EXERCISE OBJECTIVE: Restate the passage of the boyhood essay that begins with "Today, so many" and ends with "form of childcare.", swapping "industrialized nations" for "developed countries".

Putting the “Boy” Back Into Boyhood

When I was a boy back in the 1960’s, the girl next door “had” to go to nursery school.  While we were out running around, playing, and having a good time, we occasionally wondered what was wrong with her.  It had to be pretty bad for her to have to go to school before kindergarten!  We felt sorry for her!

Today, so many kids go to pre-school that if you don’t, your friends wonder what’s wrong with you.  Part of the reason for the rise and “imperative” of pre-school is that US students are increasingly falling behind other industrialized nations educationally.  To get them caught up, we believe we need to get them into school at earlier and earlier ages.  Plus, most parents are working outside the home, which calls for some form of childcare.

Pre-school serves as a good cautionary metaphor when it comes to our boys.  At first, pre-schools were precisely that: pre-schools.  A place for kids to socialize with other kids, play, have some fun, and begin to learn how to interact with a more structured school environment.  At that point, pre-schools were boy-friendly.

EXTRACTED RECORDS:

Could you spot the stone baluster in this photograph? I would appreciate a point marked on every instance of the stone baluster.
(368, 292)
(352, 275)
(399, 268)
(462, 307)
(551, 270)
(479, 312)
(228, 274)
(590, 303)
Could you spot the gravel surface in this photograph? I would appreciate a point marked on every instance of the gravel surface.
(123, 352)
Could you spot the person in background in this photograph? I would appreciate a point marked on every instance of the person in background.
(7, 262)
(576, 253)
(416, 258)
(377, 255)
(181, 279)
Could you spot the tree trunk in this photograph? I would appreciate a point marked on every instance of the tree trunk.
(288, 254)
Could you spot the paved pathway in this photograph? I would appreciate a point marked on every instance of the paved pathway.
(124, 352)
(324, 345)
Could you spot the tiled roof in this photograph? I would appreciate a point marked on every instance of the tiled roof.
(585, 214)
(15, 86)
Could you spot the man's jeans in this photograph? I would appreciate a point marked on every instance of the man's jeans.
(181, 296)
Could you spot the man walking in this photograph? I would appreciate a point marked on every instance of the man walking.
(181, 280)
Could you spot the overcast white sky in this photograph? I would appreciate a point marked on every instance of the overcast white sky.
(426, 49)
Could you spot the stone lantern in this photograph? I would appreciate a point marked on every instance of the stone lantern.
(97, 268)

SOLUTION FOR THIS EXERCISE:
Today, so many kids go to pre-school that if you don’t, your friends wonder what’s wrong with you.  Part of the reason for the rise and “imperative” of pre-school is that US students are increasingly falling behind other developed countries educationally.  To get them caught up, we believe we need to get them into school at earlier and earlier ages.  Plus, most parents are working outside the home, which calls for some form of childcare.